• Written instruction:
Could you format the lines below as a Markdown table with two columns, "Row" for the row number and "Line" for the line itself, leaving out any blank lines?

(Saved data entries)
START

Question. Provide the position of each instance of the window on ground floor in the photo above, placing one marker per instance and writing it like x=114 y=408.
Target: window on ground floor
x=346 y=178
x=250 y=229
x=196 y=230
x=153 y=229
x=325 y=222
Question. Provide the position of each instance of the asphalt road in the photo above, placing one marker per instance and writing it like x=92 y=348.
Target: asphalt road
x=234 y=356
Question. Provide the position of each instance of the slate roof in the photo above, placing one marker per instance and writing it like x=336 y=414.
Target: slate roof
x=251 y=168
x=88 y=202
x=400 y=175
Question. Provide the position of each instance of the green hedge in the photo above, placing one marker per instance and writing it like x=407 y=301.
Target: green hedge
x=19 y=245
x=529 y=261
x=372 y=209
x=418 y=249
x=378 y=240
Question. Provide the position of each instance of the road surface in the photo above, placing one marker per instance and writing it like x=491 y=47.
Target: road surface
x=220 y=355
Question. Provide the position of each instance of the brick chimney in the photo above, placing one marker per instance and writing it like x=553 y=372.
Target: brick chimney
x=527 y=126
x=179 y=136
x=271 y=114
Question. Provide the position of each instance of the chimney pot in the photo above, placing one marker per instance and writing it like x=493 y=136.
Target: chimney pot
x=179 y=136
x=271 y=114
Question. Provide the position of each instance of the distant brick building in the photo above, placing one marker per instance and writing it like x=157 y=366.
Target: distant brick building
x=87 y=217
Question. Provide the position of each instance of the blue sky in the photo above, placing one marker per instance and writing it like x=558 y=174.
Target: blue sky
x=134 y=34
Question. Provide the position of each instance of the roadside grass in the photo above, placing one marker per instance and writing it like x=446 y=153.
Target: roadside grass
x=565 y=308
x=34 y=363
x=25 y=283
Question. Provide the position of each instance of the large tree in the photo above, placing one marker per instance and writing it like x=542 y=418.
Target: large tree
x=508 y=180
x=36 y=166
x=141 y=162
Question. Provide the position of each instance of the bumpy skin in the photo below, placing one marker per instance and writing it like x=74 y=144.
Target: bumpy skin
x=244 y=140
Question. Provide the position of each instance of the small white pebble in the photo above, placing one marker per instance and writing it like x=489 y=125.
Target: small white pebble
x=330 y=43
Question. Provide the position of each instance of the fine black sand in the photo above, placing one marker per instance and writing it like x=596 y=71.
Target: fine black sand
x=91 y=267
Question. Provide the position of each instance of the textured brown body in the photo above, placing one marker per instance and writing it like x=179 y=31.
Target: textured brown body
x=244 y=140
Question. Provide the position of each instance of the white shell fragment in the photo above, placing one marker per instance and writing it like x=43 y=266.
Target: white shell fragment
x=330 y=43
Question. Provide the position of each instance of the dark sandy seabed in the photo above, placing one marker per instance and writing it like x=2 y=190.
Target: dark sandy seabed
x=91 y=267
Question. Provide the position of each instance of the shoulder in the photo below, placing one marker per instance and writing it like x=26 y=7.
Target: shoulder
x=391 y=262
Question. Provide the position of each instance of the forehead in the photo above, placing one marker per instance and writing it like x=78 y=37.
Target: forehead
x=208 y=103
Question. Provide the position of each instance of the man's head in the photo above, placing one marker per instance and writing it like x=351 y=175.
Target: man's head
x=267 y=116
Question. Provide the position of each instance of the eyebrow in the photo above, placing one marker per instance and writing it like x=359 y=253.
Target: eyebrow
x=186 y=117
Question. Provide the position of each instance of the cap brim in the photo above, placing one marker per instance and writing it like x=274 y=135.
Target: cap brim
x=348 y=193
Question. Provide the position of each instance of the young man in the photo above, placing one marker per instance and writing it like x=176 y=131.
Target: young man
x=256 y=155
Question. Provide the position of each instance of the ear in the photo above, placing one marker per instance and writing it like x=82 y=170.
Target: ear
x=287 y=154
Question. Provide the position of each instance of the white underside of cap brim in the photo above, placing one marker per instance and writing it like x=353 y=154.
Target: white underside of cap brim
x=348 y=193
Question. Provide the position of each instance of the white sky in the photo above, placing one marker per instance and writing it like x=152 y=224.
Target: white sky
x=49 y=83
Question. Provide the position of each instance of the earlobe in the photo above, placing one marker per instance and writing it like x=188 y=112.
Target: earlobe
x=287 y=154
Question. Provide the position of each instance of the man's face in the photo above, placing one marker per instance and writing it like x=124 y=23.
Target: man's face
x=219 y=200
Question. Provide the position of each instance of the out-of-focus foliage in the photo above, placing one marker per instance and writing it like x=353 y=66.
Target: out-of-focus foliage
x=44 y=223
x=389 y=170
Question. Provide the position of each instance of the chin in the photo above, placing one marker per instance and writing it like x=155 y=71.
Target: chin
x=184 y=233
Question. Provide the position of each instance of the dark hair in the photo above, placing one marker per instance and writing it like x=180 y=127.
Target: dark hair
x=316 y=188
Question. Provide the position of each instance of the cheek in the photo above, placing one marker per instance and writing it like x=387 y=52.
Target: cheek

END

• Complete response:
| Row | Line |
|---|---|
| 1 | Question. Provide the position of each instance of the window on ground floor in the photo above, placing one marker per instance and writing it like x=114 y=408. |
| 2 | Target: window on ground floor |
| 3 | x=346 y=178 |
| 4 | x=250 y=229 |
| 5 | x=196 y=230 |
| 6 | x=153 y=229 |
| 7 | x=325 y=222 |
| 8 | Question. Provide the position of each instance of the asphalt road in the photo above, placing one marker per instance and writing it like x=92 y=348. |
| 9 | Target: asphalt road |
| 10 | x=234 y=356 |
| 11 | Question. Provide the position of each instance of the slate roof in the photo above, placing one marker per instance and writing it like x=336 y=414. |
| 12 | Target: slate roof |
| 13 | x=251 y=168 |
| 14 | x=88 y=202 |
| 15 | x=400 y=175 |
| 16 | Question. Provide the position of each instance of the green hedge in the photo above, placing one marker per instance and writing it like x=407 y=301. |
| 17 | Target: green hedge |
| 18 | x=19 y=245 |
| 19 | x=529 y=261 |
| 20 | x=372 y=209 |
| 21 | x=418 y=249 |
| 22 | x=378 y=240 |
| 23 | Question. Provide the position of each instance of the road surface in the photo above, placing one marker per instance and writing it like x=491 y=47. |
| 24 | Target: road surface |
| 25 | x=220 y=355 |
| 26 | Question. Provide the position of each instance of the brick chimney in the photo above, placing one marker per instance and writing it like x=553 y=372. |
| 27 | Target: brick chimney |
| 28 | x=527 y=126 |
| 29 | x=179 y=136 |
| 30 | x=271 y=114 |
| 31 | Question. Provide the position of each instance of the chimney pot in the photo above, placing one marker per instance and writing it like x=493 y=136. |
| 32 | Target: chimney pot |
| 33 | x=179 y=136 |
| 34 | x=271 y=114 |
| 35 | Question. Provide the position of each instance of the distant brick building in the photo above, placing one marker per instance and writing it like x=157 y=366. |
| 36 | Target: distant brick building |
| 37 | x=87 y=217 |
| 38 | Question. Provide the position of each instance of the blue sky in the photo above, placing one marker per instance and writing it like x=558 y=174. |
| 39 | Target: blue sky |
| 40 | x=134 y=34 |
| 41 | Question. Provide the position of each instance of the roadside grass in the photo above, placing one marker per instance and writing it like x=446 y=153. |
| 42 | Target: roadside grass |
| 43 | x=565 y=308 |
| 44 | x=34 y=363 |
| 45 | x=25 y=283 |
| 46 | Question. Provide the position of each instance of the large tree in the photo above, placing one marker per instance and writing it like x=542 y=418. |
| 47 | Target: large tree |
| 48 | x=508 y=180 |
| 49 | x=36 y=166 |
| 50 | x=141 y=162 |
| 51 | Question. Provide the position of each instance of the bumpy skin in the photo below, placing one marker per instance and writing it like x=74 y=144. |
| 52 | Target: bumpy skin |
| 53 | x=244 y=140 |
| 54 | Question. Provide the position of each instance of the small white pebble in the photo above, placing one marker per instance and writing it like x=489 y=125. |
| 55 | Target: small white pebble |
| 56 | x=330 y=43 |
| 57 | Question. Provide the position of each instance of the fine black sand in the photo above, placing one marker per instance and writing it like x=596 y=71. |
| 58 | Target: fine black sand |
| 59 | x=91 y=267 |
| 60 | Question. Provide the position of each instance of the textured brown body in the photo above, placing one marker per instance and writing it like x=179 y=31. |
| 61 | Target: textured brown body |
| 62 | x=244 y=140 |
| 63 | Question. Provide the position of each instance of the white shell fragment in the photo above, placing one marker per instance and writing it like x=43 y=266. |
| 64 | Target: white shell fragment |
| 65 | x=330 y=43 |
| 66 | Question. Provide the position of each instance of the dark sandy seabed in the photo above, placing one marker per instance and writing it like x=2 y=190. |
| 67 | Target: dark sandy seabed |
| 68 | x=91 y=267 |
| 69 | Question. Provide the position of each instance of the shoulder in the photo below, placing one marker per instance and writing it like x=26 y=7. |
| 70 | Target: shoulder |
| 71 | x=391 y=262 |
| 72 | Question. Provide the position of each instance of the forehead in the photo above, placing one marker per instance and writing it like x=78 y=37. |
| 73 | Target: forehead |
| 74 | x=208 y=103 |
| 75 | Question. Provide the position of each instance of the man's head in the photo above, placing one marker per instance and writing it like x=351 y=175. |
| 76 | Target: man's head |
| 77 | x=267 y=116 |
| 78 | Question. Provide the position of each instance of the eyebrow in the photo above, placing one marker per instance and writing it like x=359 y=253. |
| 79 | Target: eyebrow |
| 80 | x=186 y=117 |
| 81 | Question. Provide the position of each instance of the cap brim in the photo above, placing one marker per instance and writing it like x=274 y=135. |
| 82 | Target: cap brim |
| 83 | x=348 y=193 |
| 84 | Question. Provide the position of each instance of the young man in the photo above, placing one marker per instance and writing it like x=176 y=131. |
| 85 | Target: young man |
| 86 | x=256 y=155 |
| 87 | Question. Provide the position of each instance of the ear in the photo above, placing one marker per instance and writing it like x=82 y=170. |
| 88 | Target: ear |
| 89 | x=287 y=154 |
| 90 | Question. Provide the position of each instance of the white underside of cap brim in the photo above, placing one marker per instance and writing it like x=353 y=154. |
| 91 | Target: white underside of cap brim |
| 92 | x=348 y=193 |
| 93 | Question. Provide the position of each instance of the white sky in the photo above, placing one marker per instance and writing it like x=152 y=224. |
| 94 | Target: white sky |
| 95 | x=49 y=83 |
| 96 | Question. Provide the position of each instance of the earlobe in the photo above, placing one marker per instance and writing it like x=188 y=112. |
| 97 | Target: earlobe |
| 98 | x=287 y=154 |
| 99 | Question. Provide the position of each instance of the man's face in the photo above, placing one marker per instance and writing it like x=124 y=23. |
| 100 | Target: man's face |
| 101 | x=219 y=200 |
| 102 | Question. Provide the position of each instance of the out-of-focus foliage in the photo above, placing one marker per instance and writing it like x=353 y=66. |
| 103 | Target: out-of-focus foliage |
| 104 | x=44 y=223 |
| 105 | x=389 y=170 |
| 106 | Question. Provide the position of each instance of the chin in the photo above, placing one marker per instance and writing it like x=155 y=71. |
| 107 | Target: chin |
| 108 | x=184 y=233 |
| 109 | Question. Provide the position of each instance of the dark hair in the photo above, placing one marker per instance and writing it like x=180 y=127. |
| 110 | Target: dark hair |
| 111 | x=316 y=188 |
| 112 | Question. Provide the position of each instance of the cheek in the photo above, placing one marker per instance and writing it like x=387 y=52. |
| 113 | Target: cheek |